[Exercise A] Translate this sentence from the article on Syrian war crime evidence into Spanish: "The United States did not act on the photos for the past two months, officials said, because it did not have possession of the digital files and could not establish their authenticity."
[Exercise B] According to Al-Shalabi in the article on Syrian war crime evidence, which country funded the international investigation team?
[Exercise C] Continue the article on Syrian war crime evidence from where it stops.

Zaman Alwasl newspaper has exclusively obtained new
documents and photos showing evidence of war crimes against dissidents.
24 days ago, the
Turkish Anadolu News Agency exclusively published a report about Syria war crime evidence, where a person who
served for Syrian army for 13 years as a military policeman together with his
colleagues took for two years 55,000 photographs of 11,000 people who were
systematically tortured to death by Assad regime.
Zaman Alwasl Arabic has interviewed Dr. Hassan al-Shalabi, secretary-general of Syriqn National Movement, the man who stood behind revealing Assad’s war crime evidences and who coordinated with “Caesar" to deliver the tragic memos of torture to the world.
“Caesar"
had worked at military police unit in the Syrian army for 13 years. Originally
his job had involved the taking of photographs related to ordinary criminal
matters and sending them to “the judiciary”.
Al-Shalabi said torture documentation has been starting since September 2011, under patronage of Qatar that funded the international investigation team.
The New York Times newspaper said that Obama’s administration first learned last November about a harrowing trove of photographs that were said to document widespread torture and executions in Syrian prisons when a State Department official viewed some of the images on a laptop belonging to an antigovernment activist.
The United States did not act on the photos for the past two months, officials said, because it did not have possession of the digital files and could not establish their authenticity. Nevertheless, they said, the administration believes the photos are genuine, basing that assessment in part on the meticulous way in which the bodies in the photos were numbered.
The photographs, some of which were released
on January 20 on the eve of an international peace conference on Syria, have
helped prompt the administration to heighten its demand that President Bashar
al-Assad release political prisoners and allow Red Cross inspectors access to
the prisons, NYtimes said.

[Data records]
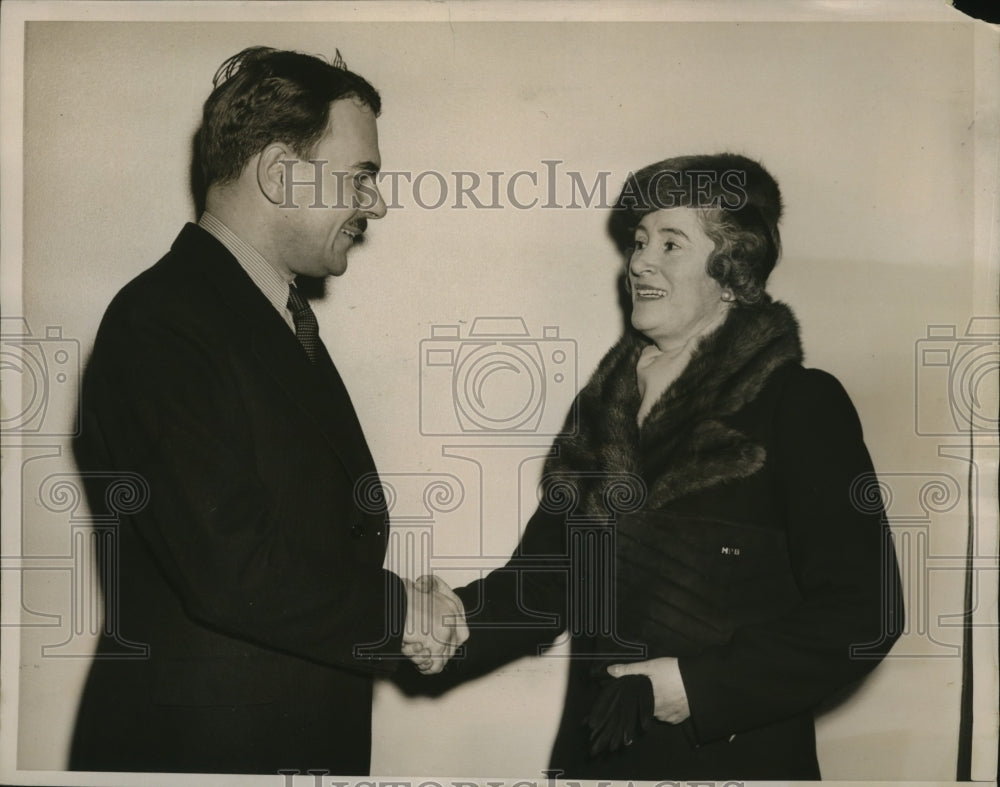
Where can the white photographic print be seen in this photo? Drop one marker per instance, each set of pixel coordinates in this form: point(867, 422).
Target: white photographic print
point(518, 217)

...

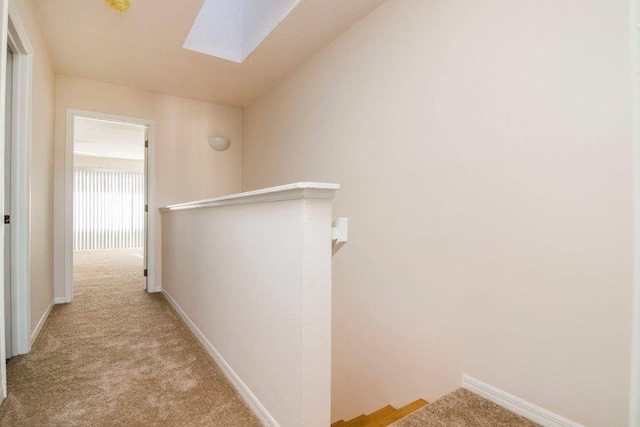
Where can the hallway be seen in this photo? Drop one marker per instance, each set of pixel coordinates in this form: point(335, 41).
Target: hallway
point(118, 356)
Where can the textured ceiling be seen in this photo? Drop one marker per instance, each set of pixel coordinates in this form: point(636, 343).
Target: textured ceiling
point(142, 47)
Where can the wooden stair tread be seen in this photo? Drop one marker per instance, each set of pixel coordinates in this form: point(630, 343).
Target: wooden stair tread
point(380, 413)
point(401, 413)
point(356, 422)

[Written response A] Estados Unidos no actuó con respecto a las fotos durante los últimos dos meses, dijeron los funcionarios, porque no tenía en su poder los archivos digitales y no podía establecer su autenticidad.

[Written response B] Qatar

[Written response C]
The bodies brought to the hospital, fully
consisted of detained-Syrian opposition members, which showed signs of
starvation, brutal beatings, strangulation and other forms of torture and
killing. It became routine for the military service to take photographs of the
bodies and faces of people in detention after designating those with a
'numbering system', who had been brought to the hospital after being tortured
and killed, according to AA.
These
images of bodies and faces of the dead with handwritten codes on each, have
been accepted as 'documents' of a systematic torture and killing of people
under the 'execution-orders' within the Syrian army. The military police,
having photographed 55,000 photos within two years, who was fed up with the
killing policies by torture, has built confidential contact with Syrian
oppositions, AA said.
According to the report, the procedure was that when detainees were killed at their places of detention their bodies would be taken to a military hospital to which he would be sent with a doctor and a member of the judiciary, “Caesar’s” function being to photograph the corpses.
Each
murdered detainee was given two numbers with only the intelligence service
knowing the identities of the corpses.
The
report says the procedure for documentation was that when a detainee was killed
each body was given a reference number which related to that branch of the
security service responsible for his detention and death.
When
the corpse was taken to the military hospital it was given a further number so
as to document, falsely, that death had occurred in the hospital.
The purpose of documenting the corpses was to ensure that none had been released by the security services and to inform the families of murdered detainees in due course that the cause of death in each case was either a “heart attack” or “breathing problems” and to satisfy the authorities that executions had been performed.
Now the major Arab state is in a full-scale civil war that has killed more than 136,000 people and forced over 6 million - more than a quarter of the population - to flee their homes.